Behind this mixed pattern of recovery lie the special problems of privatization of state-owned firms in Bosnia. When Bosnia was part of Communist Yugoslavia, its economy was controlled by the state, which effectively owned most enterprises. These enterprises did not have to be profitable and often were managed inefficiently. Transferring firms to private ownership so that they can prosper or, if unprofitable, fail and cease to be a drag on the system, is a crucial step for the success of a free-market economy. While 90 percent of Bosnia's registered firms are in private hands, the big conglomerates remain under state ownership. Comprehensive privatization legislation is now in place, but the political obstacles to privatization remain formidable.

The country's mandated division into two autonomous entities has proved a significant obstacle to economic recovery. The central government has scored notable successes by establishing a single central bank and adopting a unified customs fee schedule for imported and exported goods. But in many essential areas of economic life the governments of the entities, rather than the central government, make the decisions. The Serb Republic's territory includes much of Bosnia's agricultural and mineral-rich land, while the industrial zones remain largely within the Muslim-Croat federation.

To-do list —
1. List every country or political entity named in the passage on Bosnia's economic recovery.
2. Extend the passage on Bosnia's economic recovery, picking up after its final sentence.

Data —

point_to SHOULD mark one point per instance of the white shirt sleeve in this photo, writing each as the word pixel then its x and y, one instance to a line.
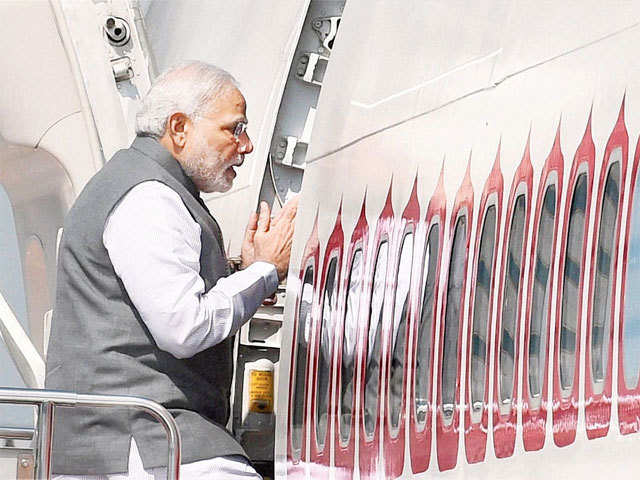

Task-by-task outputs —
1. Bosnia, Communist Yugoslavia, the Serb Republic, the Muslim-Croat federation

2.
C Energy
Prior to the war, Bosnia drew electricity from coal-burning and, to a lesser extent, hydroelectric power plants. As a result of the war, Bosnia's electricity-generating capacity declined by about 78 percent. Aid-financed reconstruction of the electric power grid has made substantial strides, but the political divisions create serious obstacles to the entire country being reconnected. In 1997 hydroelectric plants accounted for 65 percent of Bosnia's energy production, with coal-burning plants producing the rest. With most of the hydroelectric plants located in the Croat-controlled area of the Muslim-Croat federation, cooperation across Muslim- and Serb-controlled territory is essential for the widespread distribution of electricity. The cost of electricity varies enormously from region to region. In the Serb Republic the government heavily subsidizes energy producers, cutting the amount users must pay.

D Foreign Trade
In 1990 Bosnia's imports totaled about $1.9 billion. They consisted primarily of fuel, machinery, transportation equipment, miscellaneous manufactured products, and chemicals. In the same year, exports totaled about $2.1 billion. They consisted mainly of miscellaneous manufactured products, machinery, and raw materials. The war severely disrupted Bosnia's trade, with both the FRY and Croatia imposing economic blockades on the republic and supply routes being obstructed by the fighting. In 1996 imports totaled $1.9 billion and exports $171 million. The huge trade deficit reflects the degree of Bosnia's dependence on foreign aid.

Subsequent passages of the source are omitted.